EXERCISE REQUIREMENTS: Repeat, line for line, the entries printed below.

◆ ◆ ◆

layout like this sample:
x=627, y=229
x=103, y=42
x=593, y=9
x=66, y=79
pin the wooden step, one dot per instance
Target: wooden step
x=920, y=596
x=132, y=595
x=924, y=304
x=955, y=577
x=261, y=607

◆ ◆ ◆

EXERCISE RESULT:
layout like this sample:
x=627, y=229
x=103, y=42
x=593, y=9
x=66, y=79
pin the wooden step, one dot per instance
Target: wooden step
x=920, y=596
x=132, y=595
x=924, y=304
x=955, y=577
x=261, y=607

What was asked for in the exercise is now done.